Next, let me say a word about the _juge de paix_ in France, as I presume
most readers are aware, a modest functionary, yet better paid than that
of a priest. The average stipend of a justice of the peace is about a
hundred pounds a year, with lodging, but although his duties often take
him far afield he is not provided with a vehicle, and must either cycle
or defray the cost of carriage hire. I know many of these rural
magistrates, and have ever found them men of education and intelligence.
I, now, for the first time, found one well read in English literature,
not only able to discuss Shakespeare and Walter Scott, but the latest
English novel appearing in translation as a feuilleton. It is well that
these small officials should have such resources. Tied down as they are
to remote country spots, their existence is often monotonous enough,
especially during the winter months.

It seems to be a canon of French faith that you cannot have too much of
a good thing, anyhow in the matter of wedding festivities. Parisian
society is beginning to adopt English saving of time and money,
fashionable marriages there now being followed by a brief lunch and
reception. Country-folks stick to tradition, preferring to make the most
of an event which as a rule happens only once during a lifetime.
Gratifying as was the experience to an English guest, especially that
guest being a devoted admirer of France, I must honestly confess that my
share in such a celebration constituted probably the hardest day's work
I ever performed. Here I will explain that the bride's father was head
forester of my host and hostess, the great folks of the place, and
adored by their humbler neighbours. Chateau and cottage were thus
closely, nay affectionately, interested in the important event I am
about to describe, and this aspect of it is fully as noteworthy as the
truly Gallic character of the long drawn out fete itself.

· · ·

• Complete the following
1. List the topics the well-read justice of the peace was able to discuss, according to the extract on the French juge de paix and country weddings.
2. Write the next part of the passage about the French justice of the peace and the country wedding, picking up after its final sentence.

(Dataset rows on where objects appear)
· · ·

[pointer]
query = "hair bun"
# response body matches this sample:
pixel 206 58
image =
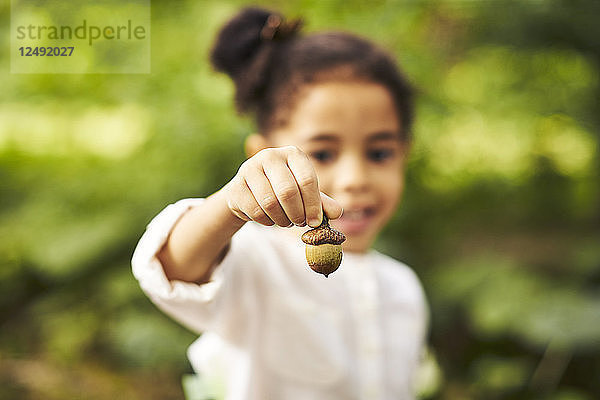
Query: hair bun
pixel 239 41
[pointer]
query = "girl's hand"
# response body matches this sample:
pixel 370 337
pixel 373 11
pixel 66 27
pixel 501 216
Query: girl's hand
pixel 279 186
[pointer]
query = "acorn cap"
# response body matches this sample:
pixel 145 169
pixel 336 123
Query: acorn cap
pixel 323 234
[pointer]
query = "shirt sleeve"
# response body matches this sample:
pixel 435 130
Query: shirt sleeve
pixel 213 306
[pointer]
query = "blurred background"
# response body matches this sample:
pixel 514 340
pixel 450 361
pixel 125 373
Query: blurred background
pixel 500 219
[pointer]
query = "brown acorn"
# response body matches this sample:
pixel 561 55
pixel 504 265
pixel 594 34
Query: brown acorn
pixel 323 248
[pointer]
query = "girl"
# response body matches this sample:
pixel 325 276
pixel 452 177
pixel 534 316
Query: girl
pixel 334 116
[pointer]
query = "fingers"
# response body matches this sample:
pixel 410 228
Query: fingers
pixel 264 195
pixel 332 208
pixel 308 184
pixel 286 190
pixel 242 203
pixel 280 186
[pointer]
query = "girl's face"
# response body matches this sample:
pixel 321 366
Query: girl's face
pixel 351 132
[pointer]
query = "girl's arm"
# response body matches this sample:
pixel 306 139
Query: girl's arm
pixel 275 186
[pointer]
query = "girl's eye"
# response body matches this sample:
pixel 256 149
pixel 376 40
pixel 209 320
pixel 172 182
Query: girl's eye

· · ·

• Expected outputs
1. Shakespeare; Walter Scott; the latest English novel appearing in translation as a feuilleton

2.
By nine a.m. horses and carriages of the chateau, adorned with wedding
favours, were flying madly about in all directions conveying the wedding
party to and from the Mairie for the civil ceremony. An hour later we
were ourselves off to the village church, the house party including
three English guests. The enormously long religious ceremony over, a
procession was formed headed by musicians, bride and bridegroom leading
the way, fifty and odd couples following and the round of the village
was made. At the door of the festive house we formed a circle, the
newly-wedded pair embracing everyone and receiving congratulations; this
is a somewhat lachrymose ceremony. The marriage was in every way
satisfactory, but the nice-looking young bride, a general favourite, was
quitting for ever her childhood's home. After some little delay we all
took our places in two banqueting rooms, the tables being arranged
horse-shoe wise. Facing bride and bridegroom sat my host, the second
room being presided over by the bride's father, of whom I shall have
something to say later. Here I give the bill of fare, merely adding that
the festive board was neatly, even elegantly, spread, and that every
dish was excellent:--

Hors d'oeuvre Salade de saison
Radis, beurre frais, Langue fumee Fruits
Bouchees a la Reine Brioche. Nougat
Daim, sauce chassuer Desserts varies
Galantine truffee Vins
Salmis de canards Pineau, Bordeaux, Champagne
Choux-fleurs Cafe, Liqueurs.
Dinde truffee.

Looking down the lines of well-dressed people, all with the exception of
ourselves belonging to the same rank as the bride, I could but be struck
with the good looks, gentle bearing, and general appearance of everyone.
As to the head forester, he was one of Nature's gentlemen, and might
easily have passed for a general or senator. At the table sat several
young girls of the village, each having a cavalier, all these dressed
very neatly and comporting themselves like well-bred young ladies
without presumption or awkwardness. During the inevitable pauses between
dish and dish, one after another of these pretty girls stood up and
gratified the company with a song, the performance costing perhaps an
effort, but being got through simply and naturally. In the midst of the
banquet, which lasted over three hours, two professionals came to sing
and recite. From the breakfast table, after toasts,--the afternoon being
now well advanced--we again formed a procession to the Mairie, in front
of which _al fresco_ dancing commenced. Add that this out-of-door ball
lasted till a second dinner, the dinner being followed by a second ball
lasting far into the small hours. Nor did the celebration end here. The
following day was equally devoted to visits, feasts, toasts, and
dancing. What a national heritage is this capacity for fellowship,
gaiety, and harmless mirth!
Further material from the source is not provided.